YOUR GOAL >>
Scan the records for "clicks". Show the matching lines.
(DATA TO EXAMINE)
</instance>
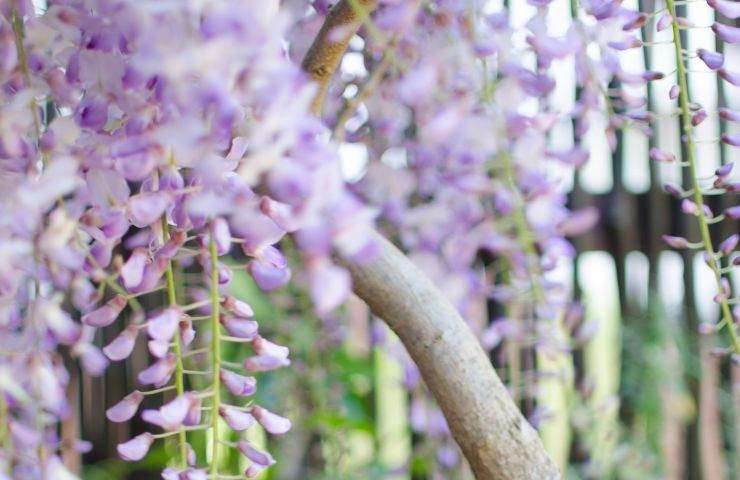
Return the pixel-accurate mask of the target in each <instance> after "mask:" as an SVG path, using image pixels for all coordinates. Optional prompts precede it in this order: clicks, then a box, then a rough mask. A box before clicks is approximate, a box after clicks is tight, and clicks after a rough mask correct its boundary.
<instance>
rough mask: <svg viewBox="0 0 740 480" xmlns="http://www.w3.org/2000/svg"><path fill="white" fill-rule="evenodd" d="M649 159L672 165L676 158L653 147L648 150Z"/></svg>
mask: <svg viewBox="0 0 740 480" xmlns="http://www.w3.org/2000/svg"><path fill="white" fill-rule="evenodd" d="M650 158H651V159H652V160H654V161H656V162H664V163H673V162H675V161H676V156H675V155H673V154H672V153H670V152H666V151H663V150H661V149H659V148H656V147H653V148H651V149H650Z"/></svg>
(End DATA TO EXAMINE)
(DATA TO EXAMINE)
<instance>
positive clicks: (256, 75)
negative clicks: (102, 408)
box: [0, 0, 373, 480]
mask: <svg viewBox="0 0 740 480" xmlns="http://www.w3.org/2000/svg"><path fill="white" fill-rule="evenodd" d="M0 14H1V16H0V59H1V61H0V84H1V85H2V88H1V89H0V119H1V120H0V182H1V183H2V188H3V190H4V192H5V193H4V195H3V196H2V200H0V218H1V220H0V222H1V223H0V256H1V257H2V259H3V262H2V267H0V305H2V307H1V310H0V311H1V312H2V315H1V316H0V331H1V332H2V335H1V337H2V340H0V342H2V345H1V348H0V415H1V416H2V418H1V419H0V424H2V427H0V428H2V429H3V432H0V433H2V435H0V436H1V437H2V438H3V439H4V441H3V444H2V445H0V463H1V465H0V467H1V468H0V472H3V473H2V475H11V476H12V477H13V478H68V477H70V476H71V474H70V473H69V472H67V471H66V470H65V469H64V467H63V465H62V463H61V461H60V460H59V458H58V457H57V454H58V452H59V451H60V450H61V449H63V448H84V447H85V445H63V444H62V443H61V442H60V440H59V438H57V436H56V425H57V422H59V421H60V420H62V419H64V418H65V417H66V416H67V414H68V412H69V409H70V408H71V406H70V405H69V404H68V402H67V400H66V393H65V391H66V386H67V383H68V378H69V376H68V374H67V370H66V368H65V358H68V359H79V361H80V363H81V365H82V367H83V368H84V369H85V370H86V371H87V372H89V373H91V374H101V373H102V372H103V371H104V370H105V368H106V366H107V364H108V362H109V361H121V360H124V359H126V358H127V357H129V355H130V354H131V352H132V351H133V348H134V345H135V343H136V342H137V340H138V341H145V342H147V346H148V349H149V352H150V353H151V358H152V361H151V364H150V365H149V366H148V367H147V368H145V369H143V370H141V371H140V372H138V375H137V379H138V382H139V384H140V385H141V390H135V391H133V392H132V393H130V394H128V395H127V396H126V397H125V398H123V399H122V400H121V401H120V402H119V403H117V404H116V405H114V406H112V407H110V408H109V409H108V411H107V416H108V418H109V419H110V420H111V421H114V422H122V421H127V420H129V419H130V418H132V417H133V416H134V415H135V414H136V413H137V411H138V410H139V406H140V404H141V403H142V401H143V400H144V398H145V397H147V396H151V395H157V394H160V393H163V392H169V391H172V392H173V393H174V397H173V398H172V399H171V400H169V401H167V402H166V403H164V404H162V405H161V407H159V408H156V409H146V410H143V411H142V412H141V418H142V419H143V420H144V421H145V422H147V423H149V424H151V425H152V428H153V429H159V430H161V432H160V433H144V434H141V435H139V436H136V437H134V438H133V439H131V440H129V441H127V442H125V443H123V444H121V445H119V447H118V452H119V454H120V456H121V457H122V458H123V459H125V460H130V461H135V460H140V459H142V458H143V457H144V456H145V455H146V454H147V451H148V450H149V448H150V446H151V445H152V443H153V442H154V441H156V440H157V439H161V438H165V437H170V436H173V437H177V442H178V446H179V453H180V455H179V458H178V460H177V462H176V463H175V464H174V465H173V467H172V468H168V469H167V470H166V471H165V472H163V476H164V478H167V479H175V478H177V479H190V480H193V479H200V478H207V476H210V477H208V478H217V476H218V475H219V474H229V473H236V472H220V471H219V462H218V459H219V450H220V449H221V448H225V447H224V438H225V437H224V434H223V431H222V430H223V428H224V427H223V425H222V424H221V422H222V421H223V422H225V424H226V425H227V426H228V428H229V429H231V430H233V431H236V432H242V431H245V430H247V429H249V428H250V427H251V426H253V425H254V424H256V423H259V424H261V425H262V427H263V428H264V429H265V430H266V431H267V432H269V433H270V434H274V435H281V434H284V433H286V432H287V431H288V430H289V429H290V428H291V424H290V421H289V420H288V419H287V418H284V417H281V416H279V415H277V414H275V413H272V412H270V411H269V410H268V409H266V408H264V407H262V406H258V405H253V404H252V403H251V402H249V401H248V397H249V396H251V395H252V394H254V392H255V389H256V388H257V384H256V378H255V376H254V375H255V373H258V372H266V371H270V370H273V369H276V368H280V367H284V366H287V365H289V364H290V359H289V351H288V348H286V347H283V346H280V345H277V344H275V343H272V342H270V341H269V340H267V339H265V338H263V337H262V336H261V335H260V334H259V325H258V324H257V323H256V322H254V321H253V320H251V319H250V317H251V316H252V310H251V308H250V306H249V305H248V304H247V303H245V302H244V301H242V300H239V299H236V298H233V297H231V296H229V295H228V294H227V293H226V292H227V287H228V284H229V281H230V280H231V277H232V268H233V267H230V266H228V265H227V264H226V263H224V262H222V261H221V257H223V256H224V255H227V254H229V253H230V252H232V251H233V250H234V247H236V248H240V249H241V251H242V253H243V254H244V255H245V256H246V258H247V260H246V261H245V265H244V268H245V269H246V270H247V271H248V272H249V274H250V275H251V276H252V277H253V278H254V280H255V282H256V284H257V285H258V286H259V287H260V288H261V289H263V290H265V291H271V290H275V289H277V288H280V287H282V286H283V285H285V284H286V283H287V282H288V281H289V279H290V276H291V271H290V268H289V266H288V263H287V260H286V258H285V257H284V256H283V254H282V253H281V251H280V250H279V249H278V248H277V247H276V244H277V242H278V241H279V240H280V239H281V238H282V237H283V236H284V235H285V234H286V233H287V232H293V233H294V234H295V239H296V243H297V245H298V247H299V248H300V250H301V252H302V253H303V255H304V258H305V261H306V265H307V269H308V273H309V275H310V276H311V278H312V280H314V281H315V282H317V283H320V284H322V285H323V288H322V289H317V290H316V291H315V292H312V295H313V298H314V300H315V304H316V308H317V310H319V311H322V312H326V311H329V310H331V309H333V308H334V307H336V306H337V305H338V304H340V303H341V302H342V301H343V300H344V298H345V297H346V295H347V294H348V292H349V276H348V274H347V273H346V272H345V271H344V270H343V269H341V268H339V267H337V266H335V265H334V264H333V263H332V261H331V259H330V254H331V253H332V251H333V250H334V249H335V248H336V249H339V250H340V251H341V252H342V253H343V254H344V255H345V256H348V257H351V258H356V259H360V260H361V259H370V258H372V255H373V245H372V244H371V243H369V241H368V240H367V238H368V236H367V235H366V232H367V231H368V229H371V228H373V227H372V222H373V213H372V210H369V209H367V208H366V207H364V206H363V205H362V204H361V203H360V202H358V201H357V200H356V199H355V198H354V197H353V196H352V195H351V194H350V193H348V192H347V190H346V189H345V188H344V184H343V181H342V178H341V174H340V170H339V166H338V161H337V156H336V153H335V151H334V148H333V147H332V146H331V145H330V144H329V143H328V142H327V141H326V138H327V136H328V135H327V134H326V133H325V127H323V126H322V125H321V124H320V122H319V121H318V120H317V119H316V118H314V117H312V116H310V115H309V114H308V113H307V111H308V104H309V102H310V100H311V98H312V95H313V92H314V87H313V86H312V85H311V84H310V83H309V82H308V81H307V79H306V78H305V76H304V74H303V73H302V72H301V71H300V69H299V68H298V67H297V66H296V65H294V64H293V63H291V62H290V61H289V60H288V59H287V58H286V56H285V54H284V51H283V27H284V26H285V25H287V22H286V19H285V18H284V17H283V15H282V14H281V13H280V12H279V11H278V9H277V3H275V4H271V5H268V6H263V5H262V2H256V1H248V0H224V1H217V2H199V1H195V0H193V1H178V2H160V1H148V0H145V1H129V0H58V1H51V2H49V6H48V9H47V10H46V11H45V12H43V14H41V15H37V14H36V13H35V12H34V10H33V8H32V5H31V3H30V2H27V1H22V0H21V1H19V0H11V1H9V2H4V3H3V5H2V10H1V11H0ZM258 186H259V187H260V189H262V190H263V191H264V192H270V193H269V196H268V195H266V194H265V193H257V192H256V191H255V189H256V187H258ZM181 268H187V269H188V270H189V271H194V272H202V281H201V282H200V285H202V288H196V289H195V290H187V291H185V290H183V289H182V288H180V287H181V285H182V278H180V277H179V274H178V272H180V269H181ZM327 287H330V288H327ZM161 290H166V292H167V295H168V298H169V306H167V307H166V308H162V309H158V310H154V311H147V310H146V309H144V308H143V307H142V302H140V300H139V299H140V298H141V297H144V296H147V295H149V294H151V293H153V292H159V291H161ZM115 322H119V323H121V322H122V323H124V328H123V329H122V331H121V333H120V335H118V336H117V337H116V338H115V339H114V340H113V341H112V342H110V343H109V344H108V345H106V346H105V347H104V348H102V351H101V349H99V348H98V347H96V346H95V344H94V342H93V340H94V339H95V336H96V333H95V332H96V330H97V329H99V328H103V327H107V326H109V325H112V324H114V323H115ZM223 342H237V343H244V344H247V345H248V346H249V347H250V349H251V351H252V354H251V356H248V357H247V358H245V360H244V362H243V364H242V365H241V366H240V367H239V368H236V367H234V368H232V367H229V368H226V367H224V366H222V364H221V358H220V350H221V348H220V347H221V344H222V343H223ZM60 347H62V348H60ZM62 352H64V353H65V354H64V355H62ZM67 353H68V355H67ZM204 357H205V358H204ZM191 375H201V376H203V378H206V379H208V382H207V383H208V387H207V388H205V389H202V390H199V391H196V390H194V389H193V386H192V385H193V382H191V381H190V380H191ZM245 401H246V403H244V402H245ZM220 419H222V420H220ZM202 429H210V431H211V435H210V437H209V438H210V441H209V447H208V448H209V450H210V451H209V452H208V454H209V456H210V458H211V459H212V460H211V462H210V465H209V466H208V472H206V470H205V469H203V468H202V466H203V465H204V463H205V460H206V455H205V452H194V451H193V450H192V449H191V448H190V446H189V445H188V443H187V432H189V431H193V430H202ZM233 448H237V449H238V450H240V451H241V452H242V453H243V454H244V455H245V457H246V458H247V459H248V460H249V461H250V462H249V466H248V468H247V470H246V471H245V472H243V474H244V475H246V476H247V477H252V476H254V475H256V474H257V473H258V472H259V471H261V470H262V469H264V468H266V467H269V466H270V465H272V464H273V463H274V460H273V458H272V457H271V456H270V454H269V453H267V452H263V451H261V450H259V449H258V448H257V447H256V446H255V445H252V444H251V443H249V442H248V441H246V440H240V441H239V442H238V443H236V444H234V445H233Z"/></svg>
(End DATA TO EXAMINE)
TASK OUTPUT >>
Return the pixel-accurate mask of the target in each <instance> after "mask:" as an SVG path, using image pixels for all coordinates. Optional prompts precede it in this order: clicks, then a box, then a rough mask. A box before clicks is approximate, a box after clicks is tight, and clicks after a rough mask correct its boundary.
positive clicks: (256, 75)
negative clicks: (102, 408)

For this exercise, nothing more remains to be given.